Sending binary molecules to the database¶
It seems silly to do the work of processing the mol blocks in the database a second time. Fortunately, we can add the molecules to the database in RDKit's binary form:
conn = psycopg2.connect("dbname=demodb host=localhost")
curs = conn.cursor()
curs.execute('drop table if exists mols')
curs.execute('create table mols (chembl_id text,m mol)')
t1 = time.time()
curs.executemany('insert into mols values (%s,mol_from_pkl(%s))',[(x,y.ToBinary(),) for x,y in zip(nms,ms)])
conn.commit()
t2 = time.time()
print(f" that took {t2-t1 :.2f} seconds")
Retrieving binary molecules from the database¶
What about going the other way: we have binary molecules in the database and want to pull them back into Python to work with them?
conn = psycopg2.connect("dbname=demodb host=localhost")
curs = conn.cursor()
t1 = time.time()
curs.execute('select chembl_id,mol_to_pkl(m) from mols')
tms = [Chem.Mol(x[1].tobytes()) for x in curs.fetchall()]
t2 = time.time()
print(f" that took {t2-t1 :.2f} seconds")
We can, of course, do searches in the database and then pull just the molecules from the search results into Python:
conn = psycopg2.connect("dbname=demodb host=localhost")
curs = conn.cursor()
t1 = time.time()
curs.execute('select chembl_id,mol_to_pkl(m) from mols where m@>mol_from_smarts(%s)',('c1ncn[o,n]1',))
tms = [Chem.Mol(x[1].tobytes()) for x in curs.fetchall()]
t2 = time.time()
print(f" that took {t2-t1 :.2f} seconds and returned {len(tms)} results")
Example 1: adding descriptors to the database¶
The cartridge can calculate a number of molecular descriptors directly, but there are more available in Python. Let's calculate some of those and add them to the database.
We'll pull the binary molecules from the database, calculate BCUT2D descriptors for them, and then add the descriptors to a new database table.
from rdkit.Chem import Descriptors
from rdkit.Chem import rdMolDescriptors
nBCuts = len(rdMolDescriptors.BCUT2D(Chem.MolFromSmiles('c1ccccc1')))
descrdefn = ','.join(f'bcut_{i+1} float' for i in range(nBCuts))
descrholder = ','.join(['%s']*nBCuts)
conn = psycopg2.connect("dbname=demodb host=localhost")
curs = conn.cursor()
curs.execute('drop table if exists bcuts')
curs.execute(f'create table bcuts (chembl_id text,{descrdefn})')
curs.execute('select chembl_id,mol_to_pkl(m) from mols')
bcut_data = []
for row in curs.fetchall():
trow = [row[0]]
mol = Chem.Mol(row[1].tobytes())
try:
descrs = rdMolDescriptors.BCUT2D(mol)
except ValueError:
continue
trow.extend(descrs)

(Collected data entries)
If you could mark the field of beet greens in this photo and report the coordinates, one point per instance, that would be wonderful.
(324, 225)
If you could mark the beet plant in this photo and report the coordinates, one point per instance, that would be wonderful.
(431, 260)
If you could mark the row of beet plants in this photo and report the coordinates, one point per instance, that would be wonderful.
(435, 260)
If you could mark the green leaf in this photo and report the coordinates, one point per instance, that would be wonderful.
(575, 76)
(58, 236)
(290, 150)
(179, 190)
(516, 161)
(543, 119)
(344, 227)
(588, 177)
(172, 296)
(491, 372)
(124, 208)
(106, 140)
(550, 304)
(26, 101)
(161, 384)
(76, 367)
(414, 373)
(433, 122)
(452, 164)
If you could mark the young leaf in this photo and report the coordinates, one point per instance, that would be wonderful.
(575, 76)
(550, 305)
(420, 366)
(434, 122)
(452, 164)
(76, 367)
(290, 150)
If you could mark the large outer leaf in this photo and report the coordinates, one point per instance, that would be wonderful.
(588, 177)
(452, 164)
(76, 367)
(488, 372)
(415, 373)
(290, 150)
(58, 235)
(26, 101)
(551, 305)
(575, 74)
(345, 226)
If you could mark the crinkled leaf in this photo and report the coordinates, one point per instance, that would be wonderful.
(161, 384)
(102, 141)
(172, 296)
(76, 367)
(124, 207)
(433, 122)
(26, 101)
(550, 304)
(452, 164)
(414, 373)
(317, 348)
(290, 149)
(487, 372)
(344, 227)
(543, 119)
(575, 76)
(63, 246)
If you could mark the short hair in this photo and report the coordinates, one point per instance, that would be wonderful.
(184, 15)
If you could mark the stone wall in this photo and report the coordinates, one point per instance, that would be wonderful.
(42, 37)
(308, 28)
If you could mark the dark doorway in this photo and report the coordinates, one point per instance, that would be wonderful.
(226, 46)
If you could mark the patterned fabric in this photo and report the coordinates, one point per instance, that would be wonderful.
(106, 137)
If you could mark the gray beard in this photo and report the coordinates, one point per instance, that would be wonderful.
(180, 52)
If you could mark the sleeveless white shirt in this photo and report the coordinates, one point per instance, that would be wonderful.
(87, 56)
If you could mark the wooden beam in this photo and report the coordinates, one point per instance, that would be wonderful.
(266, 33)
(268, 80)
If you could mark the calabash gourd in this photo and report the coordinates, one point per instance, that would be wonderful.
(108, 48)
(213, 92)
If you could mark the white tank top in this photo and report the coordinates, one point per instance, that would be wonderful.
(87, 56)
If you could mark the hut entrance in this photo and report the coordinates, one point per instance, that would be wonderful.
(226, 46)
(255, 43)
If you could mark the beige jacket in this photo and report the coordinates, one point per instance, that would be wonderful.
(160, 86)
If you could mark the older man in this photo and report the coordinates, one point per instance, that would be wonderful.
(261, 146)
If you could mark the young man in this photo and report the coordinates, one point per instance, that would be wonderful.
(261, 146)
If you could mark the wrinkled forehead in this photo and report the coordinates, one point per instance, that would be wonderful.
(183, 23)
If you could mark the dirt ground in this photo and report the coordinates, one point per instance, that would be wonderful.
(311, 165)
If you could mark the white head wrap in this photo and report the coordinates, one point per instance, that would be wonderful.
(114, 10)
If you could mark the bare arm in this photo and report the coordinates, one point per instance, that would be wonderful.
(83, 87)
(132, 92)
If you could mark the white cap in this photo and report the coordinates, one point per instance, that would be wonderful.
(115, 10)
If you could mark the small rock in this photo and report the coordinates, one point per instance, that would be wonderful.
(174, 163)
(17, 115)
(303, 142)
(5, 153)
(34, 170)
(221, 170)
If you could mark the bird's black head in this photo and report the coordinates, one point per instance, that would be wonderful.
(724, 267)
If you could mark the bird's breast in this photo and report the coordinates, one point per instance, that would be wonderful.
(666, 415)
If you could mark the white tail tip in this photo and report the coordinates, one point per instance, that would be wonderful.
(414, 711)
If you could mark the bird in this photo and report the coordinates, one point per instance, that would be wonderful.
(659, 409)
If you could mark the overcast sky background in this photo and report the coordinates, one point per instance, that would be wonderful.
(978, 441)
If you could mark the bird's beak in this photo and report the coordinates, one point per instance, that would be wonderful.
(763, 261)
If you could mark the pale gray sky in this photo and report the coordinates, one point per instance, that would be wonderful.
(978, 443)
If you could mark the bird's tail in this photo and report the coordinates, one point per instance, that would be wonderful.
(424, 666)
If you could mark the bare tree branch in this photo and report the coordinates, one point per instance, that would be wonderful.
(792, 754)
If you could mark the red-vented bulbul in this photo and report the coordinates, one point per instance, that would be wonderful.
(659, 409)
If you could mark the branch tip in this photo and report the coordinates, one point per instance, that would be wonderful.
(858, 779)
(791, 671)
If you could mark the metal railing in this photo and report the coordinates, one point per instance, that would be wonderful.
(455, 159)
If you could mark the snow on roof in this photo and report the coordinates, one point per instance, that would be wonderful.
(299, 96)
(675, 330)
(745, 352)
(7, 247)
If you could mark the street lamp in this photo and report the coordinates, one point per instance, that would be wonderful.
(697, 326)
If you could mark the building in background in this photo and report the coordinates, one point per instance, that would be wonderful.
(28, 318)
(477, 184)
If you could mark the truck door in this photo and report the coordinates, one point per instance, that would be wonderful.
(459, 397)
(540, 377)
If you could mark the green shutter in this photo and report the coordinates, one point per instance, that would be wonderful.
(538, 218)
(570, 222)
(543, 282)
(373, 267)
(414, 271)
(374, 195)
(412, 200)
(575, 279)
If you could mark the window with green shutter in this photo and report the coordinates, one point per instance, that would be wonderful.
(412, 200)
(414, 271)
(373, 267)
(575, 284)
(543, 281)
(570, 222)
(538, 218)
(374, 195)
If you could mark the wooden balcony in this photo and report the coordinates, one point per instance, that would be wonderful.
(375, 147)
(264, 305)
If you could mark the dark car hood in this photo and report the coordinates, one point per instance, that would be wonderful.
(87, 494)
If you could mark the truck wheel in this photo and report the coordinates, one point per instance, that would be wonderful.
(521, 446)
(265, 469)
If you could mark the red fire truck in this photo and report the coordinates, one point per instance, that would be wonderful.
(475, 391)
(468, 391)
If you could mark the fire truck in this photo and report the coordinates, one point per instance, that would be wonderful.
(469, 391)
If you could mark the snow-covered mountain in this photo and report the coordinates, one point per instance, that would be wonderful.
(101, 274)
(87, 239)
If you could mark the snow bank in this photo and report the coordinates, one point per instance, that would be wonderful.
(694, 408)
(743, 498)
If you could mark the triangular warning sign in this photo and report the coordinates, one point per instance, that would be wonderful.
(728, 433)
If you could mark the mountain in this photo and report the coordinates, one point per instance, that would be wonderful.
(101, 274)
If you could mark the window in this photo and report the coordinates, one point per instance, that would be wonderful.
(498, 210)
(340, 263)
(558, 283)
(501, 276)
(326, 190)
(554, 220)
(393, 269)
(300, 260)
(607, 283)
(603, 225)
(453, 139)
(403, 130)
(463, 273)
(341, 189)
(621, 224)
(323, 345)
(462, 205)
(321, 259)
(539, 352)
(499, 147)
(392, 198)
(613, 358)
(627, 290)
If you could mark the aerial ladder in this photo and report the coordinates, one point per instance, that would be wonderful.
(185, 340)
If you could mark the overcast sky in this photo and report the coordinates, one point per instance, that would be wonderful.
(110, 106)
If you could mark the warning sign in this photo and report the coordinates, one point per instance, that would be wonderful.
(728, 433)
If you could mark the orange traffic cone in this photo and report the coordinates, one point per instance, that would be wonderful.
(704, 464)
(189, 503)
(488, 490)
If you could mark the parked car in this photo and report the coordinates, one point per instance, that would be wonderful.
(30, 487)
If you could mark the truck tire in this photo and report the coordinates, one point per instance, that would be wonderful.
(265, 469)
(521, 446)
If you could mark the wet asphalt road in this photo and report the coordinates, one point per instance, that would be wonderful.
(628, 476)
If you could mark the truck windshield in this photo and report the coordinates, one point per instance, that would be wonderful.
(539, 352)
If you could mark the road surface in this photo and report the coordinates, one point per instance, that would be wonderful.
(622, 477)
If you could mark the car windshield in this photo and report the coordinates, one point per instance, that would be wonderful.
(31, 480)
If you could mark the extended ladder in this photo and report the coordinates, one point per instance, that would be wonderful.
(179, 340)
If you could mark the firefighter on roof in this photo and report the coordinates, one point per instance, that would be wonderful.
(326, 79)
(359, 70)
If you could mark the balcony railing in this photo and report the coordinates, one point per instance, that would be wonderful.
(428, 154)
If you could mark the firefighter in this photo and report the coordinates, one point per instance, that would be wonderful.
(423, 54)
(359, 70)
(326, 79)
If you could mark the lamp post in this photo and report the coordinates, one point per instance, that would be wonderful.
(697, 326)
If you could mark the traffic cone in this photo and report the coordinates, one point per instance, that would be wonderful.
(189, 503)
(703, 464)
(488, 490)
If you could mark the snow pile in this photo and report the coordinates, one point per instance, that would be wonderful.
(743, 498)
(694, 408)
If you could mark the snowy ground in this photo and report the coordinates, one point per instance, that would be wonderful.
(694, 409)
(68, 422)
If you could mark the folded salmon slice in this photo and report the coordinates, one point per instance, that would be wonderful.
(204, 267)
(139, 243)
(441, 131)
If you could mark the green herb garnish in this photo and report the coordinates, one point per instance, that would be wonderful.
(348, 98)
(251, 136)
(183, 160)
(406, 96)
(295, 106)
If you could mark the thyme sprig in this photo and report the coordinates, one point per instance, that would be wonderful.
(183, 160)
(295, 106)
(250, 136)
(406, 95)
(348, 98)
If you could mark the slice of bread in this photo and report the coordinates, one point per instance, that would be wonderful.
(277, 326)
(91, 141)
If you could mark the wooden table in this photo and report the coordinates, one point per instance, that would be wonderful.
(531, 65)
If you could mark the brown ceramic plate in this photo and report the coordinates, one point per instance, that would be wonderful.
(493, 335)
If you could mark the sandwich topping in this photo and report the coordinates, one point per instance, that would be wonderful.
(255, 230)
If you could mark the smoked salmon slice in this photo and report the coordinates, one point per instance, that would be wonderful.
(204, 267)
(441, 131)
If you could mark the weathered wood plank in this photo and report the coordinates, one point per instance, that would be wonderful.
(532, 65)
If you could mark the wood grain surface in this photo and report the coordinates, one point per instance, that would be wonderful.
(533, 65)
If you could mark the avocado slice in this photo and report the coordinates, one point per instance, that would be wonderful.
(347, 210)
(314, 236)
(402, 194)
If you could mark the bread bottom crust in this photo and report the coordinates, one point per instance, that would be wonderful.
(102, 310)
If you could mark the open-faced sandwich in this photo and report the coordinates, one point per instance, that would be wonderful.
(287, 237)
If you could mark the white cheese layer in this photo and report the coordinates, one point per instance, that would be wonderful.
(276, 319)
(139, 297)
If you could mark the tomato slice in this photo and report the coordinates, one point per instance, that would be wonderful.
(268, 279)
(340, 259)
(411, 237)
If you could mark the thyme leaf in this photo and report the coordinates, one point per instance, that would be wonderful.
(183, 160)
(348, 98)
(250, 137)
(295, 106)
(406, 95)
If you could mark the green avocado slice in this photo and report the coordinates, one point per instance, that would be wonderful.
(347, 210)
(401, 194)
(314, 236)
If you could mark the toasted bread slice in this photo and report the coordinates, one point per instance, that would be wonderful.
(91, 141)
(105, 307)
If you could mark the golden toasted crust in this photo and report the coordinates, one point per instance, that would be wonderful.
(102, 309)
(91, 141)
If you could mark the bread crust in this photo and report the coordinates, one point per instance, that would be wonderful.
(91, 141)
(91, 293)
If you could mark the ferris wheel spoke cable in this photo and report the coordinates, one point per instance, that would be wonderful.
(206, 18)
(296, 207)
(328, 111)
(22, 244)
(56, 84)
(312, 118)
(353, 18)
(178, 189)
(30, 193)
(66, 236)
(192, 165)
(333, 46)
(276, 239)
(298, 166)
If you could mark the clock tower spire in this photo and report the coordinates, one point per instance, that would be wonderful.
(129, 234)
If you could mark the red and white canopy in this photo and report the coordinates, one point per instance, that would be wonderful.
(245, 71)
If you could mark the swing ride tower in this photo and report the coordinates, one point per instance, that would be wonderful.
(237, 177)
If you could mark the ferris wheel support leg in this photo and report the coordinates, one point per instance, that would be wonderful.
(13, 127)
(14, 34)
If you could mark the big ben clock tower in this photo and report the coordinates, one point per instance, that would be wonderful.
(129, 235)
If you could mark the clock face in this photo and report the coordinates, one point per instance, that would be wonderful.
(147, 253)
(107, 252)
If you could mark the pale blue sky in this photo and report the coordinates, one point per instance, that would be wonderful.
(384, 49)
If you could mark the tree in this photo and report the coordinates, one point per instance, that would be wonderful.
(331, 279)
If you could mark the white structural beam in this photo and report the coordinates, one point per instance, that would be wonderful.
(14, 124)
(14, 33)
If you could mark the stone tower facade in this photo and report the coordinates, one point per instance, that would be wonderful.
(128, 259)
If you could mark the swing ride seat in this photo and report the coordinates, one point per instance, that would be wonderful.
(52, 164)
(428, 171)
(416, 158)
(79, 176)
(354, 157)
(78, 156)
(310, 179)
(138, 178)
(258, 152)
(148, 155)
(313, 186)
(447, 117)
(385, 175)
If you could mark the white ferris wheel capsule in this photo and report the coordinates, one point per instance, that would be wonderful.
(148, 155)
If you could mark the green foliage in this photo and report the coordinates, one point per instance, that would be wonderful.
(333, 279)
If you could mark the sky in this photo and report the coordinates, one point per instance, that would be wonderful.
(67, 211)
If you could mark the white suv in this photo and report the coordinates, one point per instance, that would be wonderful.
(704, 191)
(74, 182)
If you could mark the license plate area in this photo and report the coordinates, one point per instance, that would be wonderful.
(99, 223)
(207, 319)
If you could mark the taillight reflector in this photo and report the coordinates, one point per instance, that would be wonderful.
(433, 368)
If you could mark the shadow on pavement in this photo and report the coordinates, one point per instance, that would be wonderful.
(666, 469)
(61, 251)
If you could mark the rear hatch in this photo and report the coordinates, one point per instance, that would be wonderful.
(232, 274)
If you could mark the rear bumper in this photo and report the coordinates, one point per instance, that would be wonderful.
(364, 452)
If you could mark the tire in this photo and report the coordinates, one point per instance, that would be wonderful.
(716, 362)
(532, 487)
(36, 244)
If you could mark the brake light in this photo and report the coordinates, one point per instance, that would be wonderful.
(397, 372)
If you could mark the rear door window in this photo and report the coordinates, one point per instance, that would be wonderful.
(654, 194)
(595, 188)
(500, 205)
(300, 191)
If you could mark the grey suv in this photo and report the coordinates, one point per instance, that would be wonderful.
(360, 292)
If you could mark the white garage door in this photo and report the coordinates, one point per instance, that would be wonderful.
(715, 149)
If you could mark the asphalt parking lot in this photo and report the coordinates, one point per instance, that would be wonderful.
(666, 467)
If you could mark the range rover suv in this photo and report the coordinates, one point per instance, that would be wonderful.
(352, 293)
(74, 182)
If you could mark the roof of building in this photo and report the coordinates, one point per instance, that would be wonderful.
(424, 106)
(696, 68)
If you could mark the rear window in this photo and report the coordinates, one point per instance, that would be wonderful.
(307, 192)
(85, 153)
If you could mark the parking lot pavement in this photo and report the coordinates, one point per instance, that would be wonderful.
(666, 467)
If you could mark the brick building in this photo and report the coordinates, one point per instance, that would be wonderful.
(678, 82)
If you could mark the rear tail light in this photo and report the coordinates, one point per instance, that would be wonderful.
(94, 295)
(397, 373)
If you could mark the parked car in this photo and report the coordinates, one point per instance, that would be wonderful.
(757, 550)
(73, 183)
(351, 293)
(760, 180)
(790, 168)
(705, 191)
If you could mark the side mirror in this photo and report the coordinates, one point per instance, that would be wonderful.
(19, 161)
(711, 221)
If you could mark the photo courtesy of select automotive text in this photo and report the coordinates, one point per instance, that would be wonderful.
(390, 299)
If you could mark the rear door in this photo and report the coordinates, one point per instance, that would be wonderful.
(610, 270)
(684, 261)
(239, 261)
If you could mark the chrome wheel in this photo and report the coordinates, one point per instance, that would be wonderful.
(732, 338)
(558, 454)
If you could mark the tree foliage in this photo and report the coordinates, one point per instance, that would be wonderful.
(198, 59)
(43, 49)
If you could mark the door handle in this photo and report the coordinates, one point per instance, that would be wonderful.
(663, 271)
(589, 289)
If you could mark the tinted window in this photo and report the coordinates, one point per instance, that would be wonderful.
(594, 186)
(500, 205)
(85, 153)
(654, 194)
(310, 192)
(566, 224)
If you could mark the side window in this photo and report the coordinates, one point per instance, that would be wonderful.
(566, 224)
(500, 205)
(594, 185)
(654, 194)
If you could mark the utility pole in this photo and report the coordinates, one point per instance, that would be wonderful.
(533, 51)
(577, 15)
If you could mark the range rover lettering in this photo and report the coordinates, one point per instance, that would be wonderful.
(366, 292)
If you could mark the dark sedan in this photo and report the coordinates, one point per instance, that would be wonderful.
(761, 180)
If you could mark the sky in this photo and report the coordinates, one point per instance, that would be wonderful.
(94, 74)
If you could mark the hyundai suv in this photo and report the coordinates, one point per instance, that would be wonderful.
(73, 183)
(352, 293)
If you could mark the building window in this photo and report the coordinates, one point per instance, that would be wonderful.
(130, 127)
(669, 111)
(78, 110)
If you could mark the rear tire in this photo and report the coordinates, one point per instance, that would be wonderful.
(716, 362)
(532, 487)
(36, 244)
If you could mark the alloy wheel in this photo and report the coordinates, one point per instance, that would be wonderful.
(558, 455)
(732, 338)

* Task requirements: Reproduce the passage on binary molecules in the database word for word, beginning at the words "curs.execute('select chembl_id,mol_to_pkl(m) from mols where" and stopping after the words "to the database.". The records were taken from a separate source and are unrelated to the passage.

* Task answer:
curs.execute('select chembl_id,mol_to_pkl(m) from mols where m@>mol_from_smarts(%s)',('c1ncn[o,n]1',))
tms = [Chem.Mol(x[1].tobytes()) for x in curs.fetchall()]
t2 = time.time()
print(f" that took {t2-t1 :.2f} seconds and returned {len(tms)} results")
Example 1: adding descriptors to the database¶
The cartridge can calculate a number of molecular descriptors directly, but there are more available in Python. Let's calculate some of those and add them to the database.